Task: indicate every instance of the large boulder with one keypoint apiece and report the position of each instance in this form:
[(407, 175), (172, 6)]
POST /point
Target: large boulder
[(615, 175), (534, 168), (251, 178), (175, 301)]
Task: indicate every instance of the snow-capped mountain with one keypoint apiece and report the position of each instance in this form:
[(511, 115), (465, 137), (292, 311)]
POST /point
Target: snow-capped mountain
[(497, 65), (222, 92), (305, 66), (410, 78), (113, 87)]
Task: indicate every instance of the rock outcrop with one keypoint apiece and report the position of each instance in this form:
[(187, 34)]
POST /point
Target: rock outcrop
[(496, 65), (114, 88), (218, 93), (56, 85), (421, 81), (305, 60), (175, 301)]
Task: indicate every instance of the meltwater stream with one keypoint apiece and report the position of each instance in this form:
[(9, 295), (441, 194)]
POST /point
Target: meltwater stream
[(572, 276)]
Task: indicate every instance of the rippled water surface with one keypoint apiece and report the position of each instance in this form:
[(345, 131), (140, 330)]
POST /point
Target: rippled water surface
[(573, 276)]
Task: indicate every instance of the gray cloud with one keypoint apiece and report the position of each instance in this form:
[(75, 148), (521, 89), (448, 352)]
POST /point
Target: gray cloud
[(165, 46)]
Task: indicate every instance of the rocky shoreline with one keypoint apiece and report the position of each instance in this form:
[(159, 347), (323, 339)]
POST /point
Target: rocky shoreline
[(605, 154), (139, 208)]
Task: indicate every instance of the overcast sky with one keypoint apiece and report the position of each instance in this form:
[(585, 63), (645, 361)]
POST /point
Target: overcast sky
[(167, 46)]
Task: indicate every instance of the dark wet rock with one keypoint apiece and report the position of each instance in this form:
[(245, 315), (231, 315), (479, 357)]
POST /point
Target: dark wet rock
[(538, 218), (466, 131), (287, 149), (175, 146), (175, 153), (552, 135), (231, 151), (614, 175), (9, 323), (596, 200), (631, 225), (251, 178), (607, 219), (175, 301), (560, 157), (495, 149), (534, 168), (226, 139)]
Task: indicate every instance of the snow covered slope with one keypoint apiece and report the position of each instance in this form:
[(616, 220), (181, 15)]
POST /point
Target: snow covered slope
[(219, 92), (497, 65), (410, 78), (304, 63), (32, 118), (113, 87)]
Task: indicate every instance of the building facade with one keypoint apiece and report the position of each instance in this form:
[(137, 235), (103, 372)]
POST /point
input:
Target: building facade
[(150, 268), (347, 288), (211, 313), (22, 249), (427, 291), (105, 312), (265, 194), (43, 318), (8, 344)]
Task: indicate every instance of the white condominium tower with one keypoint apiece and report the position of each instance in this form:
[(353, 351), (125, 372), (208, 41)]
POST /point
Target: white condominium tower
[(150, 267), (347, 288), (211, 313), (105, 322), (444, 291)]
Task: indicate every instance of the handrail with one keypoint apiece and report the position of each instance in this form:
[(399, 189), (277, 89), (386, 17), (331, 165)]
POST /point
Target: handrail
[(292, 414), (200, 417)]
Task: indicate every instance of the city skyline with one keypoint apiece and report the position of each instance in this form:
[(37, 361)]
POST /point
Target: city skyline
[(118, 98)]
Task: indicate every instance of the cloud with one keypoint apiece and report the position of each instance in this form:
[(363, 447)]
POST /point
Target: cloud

- - - - - - -

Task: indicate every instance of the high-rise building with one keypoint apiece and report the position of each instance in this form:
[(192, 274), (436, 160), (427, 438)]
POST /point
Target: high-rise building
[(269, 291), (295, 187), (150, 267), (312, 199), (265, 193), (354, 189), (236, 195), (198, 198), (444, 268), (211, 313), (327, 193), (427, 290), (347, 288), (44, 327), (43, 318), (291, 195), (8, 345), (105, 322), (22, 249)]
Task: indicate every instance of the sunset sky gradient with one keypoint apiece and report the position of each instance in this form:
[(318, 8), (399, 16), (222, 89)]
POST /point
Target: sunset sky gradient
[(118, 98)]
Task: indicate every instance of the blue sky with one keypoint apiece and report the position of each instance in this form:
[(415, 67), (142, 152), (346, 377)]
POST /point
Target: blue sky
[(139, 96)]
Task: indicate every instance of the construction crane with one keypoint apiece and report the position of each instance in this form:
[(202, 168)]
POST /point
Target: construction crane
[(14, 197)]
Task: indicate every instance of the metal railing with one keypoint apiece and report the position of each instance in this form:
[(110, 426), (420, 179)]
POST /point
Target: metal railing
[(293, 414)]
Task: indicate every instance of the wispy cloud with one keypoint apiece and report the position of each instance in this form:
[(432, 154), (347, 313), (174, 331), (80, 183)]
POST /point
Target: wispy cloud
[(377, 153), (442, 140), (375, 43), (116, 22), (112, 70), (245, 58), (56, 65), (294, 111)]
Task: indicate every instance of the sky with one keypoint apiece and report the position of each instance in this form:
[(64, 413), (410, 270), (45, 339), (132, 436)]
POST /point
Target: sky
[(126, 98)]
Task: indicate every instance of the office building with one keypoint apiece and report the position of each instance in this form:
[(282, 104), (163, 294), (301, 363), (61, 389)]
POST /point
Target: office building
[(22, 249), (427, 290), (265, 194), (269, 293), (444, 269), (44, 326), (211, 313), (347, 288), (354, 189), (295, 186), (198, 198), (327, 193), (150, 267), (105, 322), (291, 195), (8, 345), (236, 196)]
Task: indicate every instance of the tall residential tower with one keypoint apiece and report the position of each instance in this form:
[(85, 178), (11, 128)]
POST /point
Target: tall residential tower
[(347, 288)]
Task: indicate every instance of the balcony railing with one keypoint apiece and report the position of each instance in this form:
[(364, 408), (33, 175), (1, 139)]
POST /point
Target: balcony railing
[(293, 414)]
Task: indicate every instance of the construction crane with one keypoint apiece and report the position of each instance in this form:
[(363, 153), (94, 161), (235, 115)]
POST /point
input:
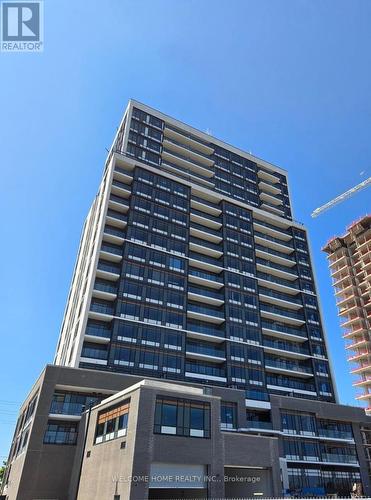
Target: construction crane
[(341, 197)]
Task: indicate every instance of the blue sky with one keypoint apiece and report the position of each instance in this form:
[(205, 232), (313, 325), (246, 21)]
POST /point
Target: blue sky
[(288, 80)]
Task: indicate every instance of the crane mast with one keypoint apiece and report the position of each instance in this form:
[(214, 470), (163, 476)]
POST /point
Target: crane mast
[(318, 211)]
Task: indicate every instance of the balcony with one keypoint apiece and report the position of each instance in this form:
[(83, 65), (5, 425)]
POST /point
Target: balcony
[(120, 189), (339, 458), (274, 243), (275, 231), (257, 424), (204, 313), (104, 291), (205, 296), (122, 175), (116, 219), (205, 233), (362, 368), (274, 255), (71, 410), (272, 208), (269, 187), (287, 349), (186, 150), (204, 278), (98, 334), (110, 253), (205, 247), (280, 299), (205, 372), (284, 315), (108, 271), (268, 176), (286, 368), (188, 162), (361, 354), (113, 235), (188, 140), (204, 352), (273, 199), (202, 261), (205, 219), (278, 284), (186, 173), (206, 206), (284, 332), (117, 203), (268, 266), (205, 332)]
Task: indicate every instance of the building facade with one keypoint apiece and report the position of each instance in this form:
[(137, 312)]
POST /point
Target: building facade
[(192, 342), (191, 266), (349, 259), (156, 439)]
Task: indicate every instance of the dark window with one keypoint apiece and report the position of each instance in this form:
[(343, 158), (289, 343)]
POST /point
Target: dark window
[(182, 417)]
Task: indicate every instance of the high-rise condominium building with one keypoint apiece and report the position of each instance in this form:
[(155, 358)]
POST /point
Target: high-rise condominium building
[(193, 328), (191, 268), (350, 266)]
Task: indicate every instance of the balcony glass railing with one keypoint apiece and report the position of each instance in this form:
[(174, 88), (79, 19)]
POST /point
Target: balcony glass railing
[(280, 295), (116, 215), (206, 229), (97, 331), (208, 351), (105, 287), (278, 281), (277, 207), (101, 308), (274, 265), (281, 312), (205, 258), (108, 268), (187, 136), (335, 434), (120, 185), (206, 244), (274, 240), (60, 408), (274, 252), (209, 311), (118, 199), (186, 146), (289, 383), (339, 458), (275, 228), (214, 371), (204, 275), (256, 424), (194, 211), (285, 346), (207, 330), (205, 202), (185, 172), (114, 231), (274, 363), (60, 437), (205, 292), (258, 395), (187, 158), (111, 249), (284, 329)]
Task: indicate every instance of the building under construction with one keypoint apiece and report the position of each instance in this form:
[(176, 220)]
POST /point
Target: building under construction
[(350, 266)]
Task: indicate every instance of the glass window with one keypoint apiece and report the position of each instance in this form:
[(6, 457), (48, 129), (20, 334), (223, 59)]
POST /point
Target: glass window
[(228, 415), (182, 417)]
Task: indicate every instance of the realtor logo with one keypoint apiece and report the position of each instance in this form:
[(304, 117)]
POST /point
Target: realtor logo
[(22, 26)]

- - - - - - -

What to do: Which lines in the listing above contain the word "gradient"? Copy each such line in full.

Solution to this problem:
Task: indicate every instance of the sunset sky gradient with one keypoint apiece and report the position of each instance in this form:
Target: sunset sky gradient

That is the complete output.